**Reading passage**
------------

(Missourinet)– Missouri has paid a consulting firm more than $829,000 so far in federal coronavirus aid to help coordinate the state’s pandemic response. The St. Louis Post-Dispatch reports payroll records show the McChrystal Group has received the federal funding from the state. The contract bypassed the normal bidding process.
During a press conference at Washington University in St. Louis, Gov. Mike Parson defended his decision to bring in the firm.
“In July, we had the discussion whether to allow that contract to expire or not,” said Parson. “I didn’t. I was the one personally in the meeting that day and says, ‘Wait a minute – I don’t want to do that. We’ve got school starting. We’ve got universities starting. We still need to be able to figure out how to deal with this virus.’”
Parson spokeswoman Kelli Jones told the newspaper that under the contract, the firm will be eligible to continue being paid nearly $250,000 a month for its work. The governor touted the firm building a statewide dashboard of hospital data.
“There’s not been one tax dollar of the Missourians that have paid for that. It’s all been through the CARES Act and it was all through the Health Care Foundation,” said Parson. “I’m just proud of the resources they had at hand to help us to fight the virus every day and to consider that they pulled a dashboard for all the healthcare, hospitals in the state together where we could share information to the public, at the time was very valuable.”

------------

**Tasks to carry out**
a – In the article on Missouri's pandemic consulting contract, switch "McChrystal Group" to "consulting group" and give the passage again, beginning at the words "(Missourinet)– Missouri has" and stopping after "in the firm.".
b – Proceed with the article on Missouri's pandemic consulting contract, continuing it after its final sentence.

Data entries

------------

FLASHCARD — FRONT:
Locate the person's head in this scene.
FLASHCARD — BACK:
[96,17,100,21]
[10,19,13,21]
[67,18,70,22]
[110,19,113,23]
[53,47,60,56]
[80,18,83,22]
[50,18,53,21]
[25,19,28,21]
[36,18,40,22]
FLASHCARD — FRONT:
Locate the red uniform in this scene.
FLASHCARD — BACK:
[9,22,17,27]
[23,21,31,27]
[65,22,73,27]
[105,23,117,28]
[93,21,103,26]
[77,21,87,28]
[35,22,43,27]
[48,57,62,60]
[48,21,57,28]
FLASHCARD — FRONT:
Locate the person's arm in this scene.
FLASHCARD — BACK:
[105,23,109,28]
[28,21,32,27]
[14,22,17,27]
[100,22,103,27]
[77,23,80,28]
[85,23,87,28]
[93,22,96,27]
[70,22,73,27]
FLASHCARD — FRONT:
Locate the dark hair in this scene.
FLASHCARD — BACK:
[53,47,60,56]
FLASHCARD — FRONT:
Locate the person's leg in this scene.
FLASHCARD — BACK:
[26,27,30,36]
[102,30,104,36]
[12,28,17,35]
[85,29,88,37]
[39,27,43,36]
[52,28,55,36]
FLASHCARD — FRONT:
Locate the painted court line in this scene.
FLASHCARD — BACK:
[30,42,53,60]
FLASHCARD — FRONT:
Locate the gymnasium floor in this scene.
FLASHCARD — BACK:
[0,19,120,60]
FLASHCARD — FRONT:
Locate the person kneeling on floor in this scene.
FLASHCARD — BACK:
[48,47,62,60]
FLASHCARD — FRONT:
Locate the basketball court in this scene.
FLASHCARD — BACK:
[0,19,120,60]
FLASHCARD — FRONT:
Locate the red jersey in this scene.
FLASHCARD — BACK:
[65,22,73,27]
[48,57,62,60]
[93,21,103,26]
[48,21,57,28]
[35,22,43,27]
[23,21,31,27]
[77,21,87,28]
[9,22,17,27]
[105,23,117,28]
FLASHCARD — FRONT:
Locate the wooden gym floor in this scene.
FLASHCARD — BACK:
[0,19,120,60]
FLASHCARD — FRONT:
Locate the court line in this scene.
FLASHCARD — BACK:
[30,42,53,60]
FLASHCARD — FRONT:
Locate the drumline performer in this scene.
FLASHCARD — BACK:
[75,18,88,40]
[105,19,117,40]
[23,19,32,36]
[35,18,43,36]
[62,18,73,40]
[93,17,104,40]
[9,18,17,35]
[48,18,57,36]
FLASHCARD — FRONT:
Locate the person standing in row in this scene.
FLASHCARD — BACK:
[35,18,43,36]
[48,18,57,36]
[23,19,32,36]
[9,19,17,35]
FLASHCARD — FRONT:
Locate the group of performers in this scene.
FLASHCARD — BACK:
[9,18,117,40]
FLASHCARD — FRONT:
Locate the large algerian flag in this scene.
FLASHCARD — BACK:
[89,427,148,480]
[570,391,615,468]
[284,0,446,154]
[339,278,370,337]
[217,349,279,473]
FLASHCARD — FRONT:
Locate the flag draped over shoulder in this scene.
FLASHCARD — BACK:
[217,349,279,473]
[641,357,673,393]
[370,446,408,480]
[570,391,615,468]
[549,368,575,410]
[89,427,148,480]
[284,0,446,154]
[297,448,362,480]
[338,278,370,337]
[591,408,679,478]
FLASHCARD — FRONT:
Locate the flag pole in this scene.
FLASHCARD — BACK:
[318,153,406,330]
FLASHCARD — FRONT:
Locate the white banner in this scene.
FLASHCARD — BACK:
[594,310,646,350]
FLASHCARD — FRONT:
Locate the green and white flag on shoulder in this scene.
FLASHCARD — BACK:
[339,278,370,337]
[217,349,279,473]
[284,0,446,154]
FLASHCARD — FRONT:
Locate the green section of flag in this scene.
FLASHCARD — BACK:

------------

**Answers to the tasks**
a –
(Missourinet)– Missouri has paid a consulting firm more than $829,000 so far in federal coronavirus aid to help coordinate the state’s pandemic response. The St. Louis Post-Dispatch reports payroll records show the consulting group has received the federal funding from the state. The contract bypassed the normal bidding process.
During a press conference at Washington University in St. Louis, Gov. Mike Parson defended his decision to bring in the firm.

b –
Parson’s Democratic opponent for governor, State Auditor Nicole Galloway, said the McChrystal Group did the governor’s job for him. In a press released, she said he paid the out-of-state firm over a half million dollars in taxpayer money meant to directly help Missourians impacted by the health crisis.
“All we have to show for it is rising infections, delayed school reopenings, a positivity rate over 10%, and a spot in the White House Coronavirus Task Force’s “Red Zone,” said Galloway.
Missouri has spent over $1.5 billion of the more than $2 billion it has received as part of federal COVID-19 funding. Most of the money has gone to Missouri counties to help local governments fight the virus.